Brief 1 - Reproduce the rows that follow the forum thread below, word for word.

Document passage -
============

# 450 law question



## Oger (Aug 28, 2008)

Ok just wanted to through this out there. I thought the dnr legalized the straight walled cartridges along with the whole 450 craze last year. A gun shop owner just told me I was wrong that they legalized it and they just extended the trial period two years because of so many violations in the SLP involving centerfires. So does anyone know the real scoop? Thx


----------



## Luv2hunteup (Mar 22, 2003)

The shop owner is passing along fake news.

https://www.michigan.gov/documents/dnr/WCO_458867_7.pdf


----------



## Oger (Aug 28, 2008)

Thx


----------



## GrizzlyHunter (Jun 17, 2005)

I’ve heard this caliber is also legal for use in Iowa for deer during their gun season. Usually their gun season hunters use muzzle loaders and shotguns.

Can anybody confirm if this caliber/gun is legal to hunt deer with in Iowa please?


----------



## DecoySlayer (Mar 12, 2016)

Yeah, the gun shop told you wrong.


----------



## 22 Chuck (Feb 2, 2006)

No on e knows about Ioway.


----------



## Oger (Aug 28, 2008)

Actually i did read it is legal in iowa


----------



## Petronius (Oct 13, 2010)

GrizzlyHunter said:


> I’ve heard this caliber is also legal for use in Iowa for deer during their gun season. Usually their gun season hunters use muzzle loaders and shotguns.
> 
> Can anybody confirm if this caliber/gun is legal to hunt deer with in Iowa please?


From 2017.

*New law allows approved pistol cartridges for use in rifles to hunt deer*

http://www.iowadnr.gov/About-DNR/DN...tol-cartridges-for-use-in-rifles-to-hunt-deer

Page 31 of the Iowa Hunting and Trapping Regulations.
Iowa Hunting and Trapping Regulations, Full Book

*Handguns/Rifles:* 
Center-fire handguns .357 caliber or larger, and rifles shooting straight wall ammunition with an expanding-type bullet. Minimum barrel length for all handguns is 4 inches. No shoulder stock or long barrel modifications are allowed in late muzzleloader season. 
Hunters age 16 and under may not use any handguns. Hunters ages 17 through 20 must be accompanied by a parent, guardian or spouse who is at least 21 years old to use a handgun.

============

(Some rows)
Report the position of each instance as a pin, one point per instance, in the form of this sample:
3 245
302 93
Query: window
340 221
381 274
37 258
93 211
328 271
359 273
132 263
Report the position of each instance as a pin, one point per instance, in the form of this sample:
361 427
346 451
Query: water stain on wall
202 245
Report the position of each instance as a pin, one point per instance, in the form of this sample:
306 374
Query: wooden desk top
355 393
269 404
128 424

============

Brief 2 - Transcribe the stretch of the forum thread from "## GrizzlyHunter (Jun" through "(Mar 12, 2016)" with no changes.

Problem solution 1 -
Report the position of each instance as a pin, one point per instance, in the form of this sample:
3 245
302 93
Query: window
340 221
381 274
37 258
93 211
328 271
359 273
132 263
Report the position of each instance as a pin, one point per instance, in the form of this sample:
361 427
346 451
Query: water stain on wall
202 245
Report the position of each instance as a pin, one point per instance, in the form of this sample:
306 374
Query: wooden desk top
355 393
269 404
128 424

Problem solution 2 -
## GrizzlyHunter (Jun 17, 2005)

I’ve heard this caliber is also legal for use in Iowa for deer during their gun season. Usually their gun season hunters use muzzle loaders and shotguns.

Can anybody confirm if this caliber/gun is legal to hunt deer with in Iowa please?


----------



## DecoySlayer (Mar 12, 2016)